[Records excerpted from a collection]
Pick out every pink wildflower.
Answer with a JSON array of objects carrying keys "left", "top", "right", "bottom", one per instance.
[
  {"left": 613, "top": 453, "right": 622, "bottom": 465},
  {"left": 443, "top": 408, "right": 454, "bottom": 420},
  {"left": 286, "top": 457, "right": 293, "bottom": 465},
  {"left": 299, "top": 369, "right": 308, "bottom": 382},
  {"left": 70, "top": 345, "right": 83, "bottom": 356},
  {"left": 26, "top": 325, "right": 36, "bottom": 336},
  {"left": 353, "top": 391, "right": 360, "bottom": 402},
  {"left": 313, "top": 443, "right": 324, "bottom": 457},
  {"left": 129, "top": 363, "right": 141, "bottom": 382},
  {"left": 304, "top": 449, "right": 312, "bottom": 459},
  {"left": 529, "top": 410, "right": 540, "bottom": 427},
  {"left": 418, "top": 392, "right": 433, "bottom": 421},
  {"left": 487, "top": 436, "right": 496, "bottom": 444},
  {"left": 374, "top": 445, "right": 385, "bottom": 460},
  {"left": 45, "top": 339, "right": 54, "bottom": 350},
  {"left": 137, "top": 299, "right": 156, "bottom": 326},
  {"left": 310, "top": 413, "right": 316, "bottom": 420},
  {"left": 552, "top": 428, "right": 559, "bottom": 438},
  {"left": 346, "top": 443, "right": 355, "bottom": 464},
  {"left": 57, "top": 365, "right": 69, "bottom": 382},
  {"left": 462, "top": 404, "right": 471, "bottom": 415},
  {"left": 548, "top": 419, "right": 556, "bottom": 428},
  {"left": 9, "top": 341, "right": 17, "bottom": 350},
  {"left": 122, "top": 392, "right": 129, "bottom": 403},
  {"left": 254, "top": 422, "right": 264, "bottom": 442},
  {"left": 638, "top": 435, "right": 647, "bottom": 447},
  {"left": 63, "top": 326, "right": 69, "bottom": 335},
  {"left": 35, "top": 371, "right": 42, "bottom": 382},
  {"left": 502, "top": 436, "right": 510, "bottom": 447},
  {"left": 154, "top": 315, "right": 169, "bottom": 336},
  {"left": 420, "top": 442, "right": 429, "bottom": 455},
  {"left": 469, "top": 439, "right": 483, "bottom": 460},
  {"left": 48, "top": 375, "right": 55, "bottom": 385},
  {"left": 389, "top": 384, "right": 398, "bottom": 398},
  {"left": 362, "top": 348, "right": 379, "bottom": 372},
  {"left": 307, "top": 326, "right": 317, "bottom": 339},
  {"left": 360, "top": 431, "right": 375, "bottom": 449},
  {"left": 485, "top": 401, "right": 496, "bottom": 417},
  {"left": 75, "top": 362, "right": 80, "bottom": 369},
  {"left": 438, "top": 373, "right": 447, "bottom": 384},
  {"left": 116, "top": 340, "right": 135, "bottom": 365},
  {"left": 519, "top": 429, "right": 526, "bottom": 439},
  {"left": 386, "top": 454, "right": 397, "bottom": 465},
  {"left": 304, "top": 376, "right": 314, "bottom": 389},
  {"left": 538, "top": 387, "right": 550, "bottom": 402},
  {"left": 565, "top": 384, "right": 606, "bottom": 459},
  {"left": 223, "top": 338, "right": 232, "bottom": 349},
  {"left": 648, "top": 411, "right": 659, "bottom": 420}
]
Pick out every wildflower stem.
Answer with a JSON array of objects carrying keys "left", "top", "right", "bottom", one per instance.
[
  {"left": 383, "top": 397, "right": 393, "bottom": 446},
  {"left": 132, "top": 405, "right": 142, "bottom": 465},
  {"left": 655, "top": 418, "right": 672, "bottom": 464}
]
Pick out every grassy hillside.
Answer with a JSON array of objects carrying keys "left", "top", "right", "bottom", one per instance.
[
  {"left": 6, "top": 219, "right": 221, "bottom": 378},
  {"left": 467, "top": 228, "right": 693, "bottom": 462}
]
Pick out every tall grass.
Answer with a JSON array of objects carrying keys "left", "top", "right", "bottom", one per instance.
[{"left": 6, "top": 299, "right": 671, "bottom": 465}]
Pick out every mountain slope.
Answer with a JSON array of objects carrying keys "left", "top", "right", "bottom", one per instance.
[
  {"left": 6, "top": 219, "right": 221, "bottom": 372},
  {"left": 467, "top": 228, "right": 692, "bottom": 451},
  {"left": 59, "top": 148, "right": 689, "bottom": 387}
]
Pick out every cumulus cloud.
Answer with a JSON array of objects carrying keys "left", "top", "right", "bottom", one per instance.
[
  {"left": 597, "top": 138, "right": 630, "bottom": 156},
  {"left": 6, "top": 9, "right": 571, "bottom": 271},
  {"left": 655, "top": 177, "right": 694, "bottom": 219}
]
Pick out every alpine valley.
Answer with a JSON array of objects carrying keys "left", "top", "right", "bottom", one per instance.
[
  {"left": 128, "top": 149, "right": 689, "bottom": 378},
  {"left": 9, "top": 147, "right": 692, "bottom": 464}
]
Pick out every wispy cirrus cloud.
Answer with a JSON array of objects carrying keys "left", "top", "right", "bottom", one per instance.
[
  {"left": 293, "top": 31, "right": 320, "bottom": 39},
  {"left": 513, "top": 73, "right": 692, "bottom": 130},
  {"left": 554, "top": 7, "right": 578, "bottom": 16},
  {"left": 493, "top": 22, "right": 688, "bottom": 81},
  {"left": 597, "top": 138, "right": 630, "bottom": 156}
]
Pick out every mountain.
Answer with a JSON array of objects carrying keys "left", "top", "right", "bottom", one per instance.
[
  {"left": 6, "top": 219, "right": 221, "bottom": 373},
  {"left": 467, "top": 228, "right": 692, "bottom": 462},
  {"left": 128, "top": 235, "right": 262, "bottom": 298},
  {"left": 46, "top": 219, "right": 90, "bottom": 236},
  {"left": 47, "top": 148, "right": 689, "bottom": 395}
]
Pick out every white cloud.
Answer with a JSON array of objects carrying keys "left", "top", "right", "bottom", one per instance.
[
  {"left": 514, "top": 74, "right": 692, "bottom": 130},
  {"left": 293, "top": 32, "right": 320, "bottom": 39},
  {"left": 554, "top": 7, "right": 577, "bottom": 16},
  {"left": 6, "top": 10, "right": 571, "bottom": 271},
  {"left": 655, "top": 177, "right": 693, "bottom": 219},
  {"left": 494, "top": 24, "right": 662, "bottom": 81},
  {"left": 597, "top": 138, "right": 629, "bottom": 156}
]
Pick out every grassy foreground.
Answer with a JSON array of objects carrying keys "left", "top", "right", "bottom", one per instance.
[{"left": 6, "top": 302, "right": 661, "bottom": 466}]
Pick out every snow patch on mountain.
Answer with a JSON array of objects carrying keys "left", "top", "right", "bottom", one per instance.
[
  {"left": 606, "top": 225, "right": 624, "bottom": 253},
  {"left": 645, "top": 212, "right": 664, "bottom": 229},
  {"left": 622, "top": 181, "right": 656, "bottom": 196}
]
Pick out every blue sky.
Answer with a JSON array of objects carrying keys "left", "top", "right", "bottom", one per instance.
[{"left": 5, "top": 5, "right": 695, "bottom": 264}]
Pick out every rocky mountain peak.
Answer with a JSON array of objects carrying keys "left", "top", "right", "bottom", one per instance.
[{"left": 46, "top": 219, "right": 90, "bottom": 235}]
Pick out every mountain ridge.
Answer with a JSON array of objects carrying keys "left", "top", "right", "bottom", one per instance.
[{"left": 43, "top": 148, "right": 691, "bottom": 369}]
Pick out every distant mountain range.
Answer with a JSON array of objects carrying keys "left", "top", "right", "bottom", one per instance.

#### [Aim of the task]
Your reply is to repeat, unchanged, the lines above running from the one with "Pick out every alpine valley." up to and including the one with "Pick out every white cloud.".

#### [Task output]
Pick out every alpine valley.
Answer with a JSON array of objects carrying keys "left", "top", "right", "bottom", one per instance.
[
  {"left": 128, "top": 149, "right": 689, "bottom": 378},
  {"left": 9, "top": 147, "right": 692, "bottom": 464}
]
Pick out every wispy cirrus cloud.
Answer with a JSON array of objects carrying keys "left", "top", "right", "bottom", one per instance.
[
  {"left": 293, "top": 31, "right": 320, "bottom": 39},
  {"left": 513, "top": 73, "right": 692, "bottom": 130},
  {"left": 554, "top": 7, "right": 578, "bottom": 16},
  {"left": 493, "top": 22, "right": 688, "bottom": 81},
  {"left": 597, "top": 138, "right": 630, "bottom": 156}
]
Pick out every mountain.
Answer with a JSON array of objects carrying keys "left", "top", "right", "bottom", one per instance.
[
  {"left": 6, "top": 219, "right": 221, "bottom": 373},
  {"left": 467, "top": 228, "right": 692, "bottom": 462},
  {"left": 128, "top": 235, "right": 262, "bottom": 298},
  {"left": 46, "top": 219, "right": 90, "bottom": 236},
  {"left": 47, "top": 148, "right": 689, "bottom": 395}
]
Pick out every white cloud.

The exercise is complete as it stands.